■ **Исходный фрагмент**:
====
Правда, один раз отец все же воспользовался славой своего сына. На склоне лет Михаил Александрович приехал погостить к своей дочери в Плес. И захотелось ему посмотреть на этот чудный городок в бинокль с высоты горы. Этот поступок старика с окладистой бородой показался блюстителям порядка подозрительным. И они доставили Василевского-старшего в отделение милиции. Стали выяснять, кто таков. Беседа смахивала на допрос. Документов у старика не было, а вел себя ершисто. Видя, что ему не верят, Михаил Александрович предложил дежурному офицеру позвонить маршалу Василевскому. Мол, он вам и объяснит, кого задержали. Только после этого до милиционеров дошло, кто же в самом деле сидит перед ними. Очень извинялись...
А в Кинешме маршал все же побывал, в 1956 году. Отца уже не было в живых. Но ни его могилу, ни могилу своей матери Василевский так и не проведал. Не пошел и к родной сестре Екатерине Михайловне, одиноко доживавшей свой век в Кинешме. Постоял у своего бронзового бюста и вернулся на корабль.
Думается, эту вину Александра Михайловича в какой-то мере искупил его сын, генерал-лейтенант авиации Юрий Александрович. Он приехал на родину отца на открытие памятника павшим в Великой Отечественной войне. Тогда я услышал от него: "Надумал в свои семьдесят креститься, обязательно в дедушкиной церкви". Крещение в Вознесенской церкви, однако, не состоялось: разрушенные стены только-только восстановили, внутри было пусто и голо. И все же от своего намерения старший сын маршала не отказался: крестился на другой день в Воскресенской церкви, что стоит возле шоссе Иваново - Плес.
- В мемуарах Василевского нет ни слова о 37-м годе. Из бесед с родственниками вам удалось что-то узнать об этом периоде жизни Александра Михайловича?
- На обратном пути после встречи на даче я не удержался и спросил порученца маршала - полковника Михаила Ивановича Сорокина: "Как уцелел Василевский в годы массовых репрессий?" Думал, полковник промолчит или уйдет от прямого ответа. Но он сказал: "Тучи сгущались и над головой Александра Михайловича. Но нашелся доброжелатель среди чекистов - предупредил... Василевский - к Шапошникову, с которым были дружны. Шапошников пошел к Сталину и решительно воспротивился наговорам на своего ученика. Тем все и кончилось".
Правда, племянник Александра Михайловича Наркисс Евхаритский объяснял мне ту же историю по-другому: "Полковник Сорокин мог и не знать, при каких обстоятельствах Шапошников спас дядю Шуру. А может, и знал, да не хотел говорить... Но версия, что кто-то предупредил Александра Михайловича о готовящемся аресте, доверия не вызывает. Такие смельчаки были редки. Дядя Шура, скорее всего, в застенках побывал. Однажды Шапошников позвонил его жене Екатерине Васильевне и спросил, где муж. "Уехал на работу". Однако в Генштаб Василевский не явился и назавтра. Тогда Борис Михайлович пошел к Сталину..."
====
■ **Сохранённые строки**:
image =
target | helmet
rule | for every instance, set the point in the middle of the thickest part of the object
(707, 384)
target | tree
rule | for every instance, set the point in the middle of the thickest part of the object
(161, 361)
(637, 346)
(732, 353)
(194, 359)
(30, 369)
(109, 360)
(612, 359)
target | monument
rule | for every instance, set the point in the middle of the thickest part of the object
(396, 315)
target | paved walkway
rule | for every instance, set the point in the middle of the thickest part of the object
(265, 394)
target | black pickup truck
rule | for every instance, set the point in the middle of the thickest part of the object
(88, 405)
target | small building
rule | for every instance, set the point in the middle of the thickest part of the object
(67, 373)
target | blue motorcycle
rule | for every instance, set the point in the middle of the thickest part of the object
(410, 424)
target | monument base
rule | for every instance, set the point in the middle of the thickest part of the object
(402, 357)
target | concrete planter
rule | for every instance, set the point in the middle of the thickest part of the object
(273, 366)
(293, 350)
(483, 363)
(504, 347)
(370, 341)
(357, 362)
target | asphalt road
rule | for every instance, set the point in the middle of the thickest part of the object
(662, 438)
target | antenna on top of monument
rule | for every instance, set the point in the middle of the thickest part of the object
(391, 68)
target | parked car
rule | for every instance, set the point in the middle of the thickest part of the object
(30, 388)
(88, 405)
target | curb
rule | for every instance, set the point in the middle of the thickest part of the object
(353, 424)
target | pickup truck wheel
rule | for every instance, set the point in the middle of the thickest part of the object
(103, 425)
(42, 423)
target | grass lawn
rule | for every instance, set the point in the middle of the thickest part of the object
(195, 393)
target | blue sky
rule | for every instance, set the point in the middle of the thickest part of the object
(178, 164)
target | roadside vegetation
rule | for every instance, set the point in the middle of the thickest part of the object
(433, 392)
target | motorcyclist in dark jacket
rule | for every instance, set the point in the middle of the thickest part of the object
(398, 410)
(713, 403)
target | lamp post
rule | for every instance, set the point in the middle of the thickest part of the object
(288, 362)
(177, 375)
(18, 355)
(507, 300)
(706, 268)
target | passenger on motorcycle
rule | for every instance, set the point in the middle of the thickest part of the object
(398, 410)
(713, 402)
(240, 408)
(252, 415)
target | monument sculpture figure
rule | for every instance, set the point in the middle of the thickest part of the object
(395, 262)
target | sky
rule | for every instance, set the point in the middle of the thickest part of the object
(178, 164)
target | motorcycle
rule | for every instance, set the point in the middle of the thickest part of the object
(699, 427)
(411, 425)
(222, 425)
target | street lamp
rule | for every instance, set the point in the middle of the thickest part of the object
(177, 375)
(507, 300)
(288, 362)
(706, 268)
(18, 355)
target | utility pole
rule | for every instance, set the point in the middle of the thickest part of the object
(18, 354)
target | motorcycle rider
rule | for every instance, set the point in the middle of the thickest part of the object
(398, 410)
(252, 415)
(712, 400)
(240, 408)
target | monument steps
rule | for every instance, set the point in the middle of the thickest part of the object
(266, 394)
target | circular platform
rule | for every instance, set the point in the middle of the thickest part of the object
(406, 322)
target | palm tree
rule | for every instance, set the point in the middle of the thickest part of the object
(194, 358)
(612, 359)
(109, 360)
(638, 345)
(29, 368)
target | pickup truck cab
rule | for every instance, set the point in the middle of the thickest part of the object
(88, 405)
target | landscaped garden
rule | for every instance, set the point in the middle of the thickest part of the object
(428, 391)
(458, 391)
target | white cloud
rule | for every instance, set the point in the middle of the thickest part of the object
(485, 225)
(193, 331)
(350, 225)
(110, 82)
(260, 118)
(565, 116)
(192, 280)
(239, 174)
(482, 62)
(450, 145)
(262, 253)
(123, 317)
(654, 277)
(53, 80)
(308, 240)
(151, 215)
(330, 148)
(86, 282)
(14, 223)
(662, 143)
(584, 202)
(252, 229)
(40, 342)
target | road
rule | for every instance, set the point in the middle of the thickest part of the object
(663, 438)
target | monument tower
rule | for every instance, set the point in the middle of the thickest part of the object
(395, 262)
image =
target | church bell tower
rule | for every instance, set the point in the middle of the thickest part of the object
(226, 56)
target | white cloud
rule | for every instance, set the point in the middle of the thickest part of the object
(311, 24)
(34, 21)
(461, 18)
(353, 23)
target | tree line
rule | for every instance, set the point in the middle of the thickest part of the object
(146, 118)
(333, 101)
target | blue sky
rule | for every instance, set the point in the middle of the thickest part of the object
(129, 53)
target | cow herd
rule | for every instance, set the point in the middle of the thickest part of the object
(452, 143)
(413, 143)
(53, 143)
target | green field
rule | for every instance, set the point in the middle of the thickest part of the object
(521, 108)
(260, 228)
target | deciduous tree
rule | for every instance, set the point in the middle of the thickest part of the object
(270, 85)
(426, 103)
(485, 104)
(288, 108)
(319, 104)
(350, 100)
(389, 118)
====
■ **Что требуется**: Переведите на английский язык следующее предложение из фрагмента о маршале Василевском: «А в Кинешме маршал все же побывал, в 1956 году». Листинг для этой работы значения не имеет.

■ **Решение задания**: And yet the marshal did visit Kineshma, in 1956.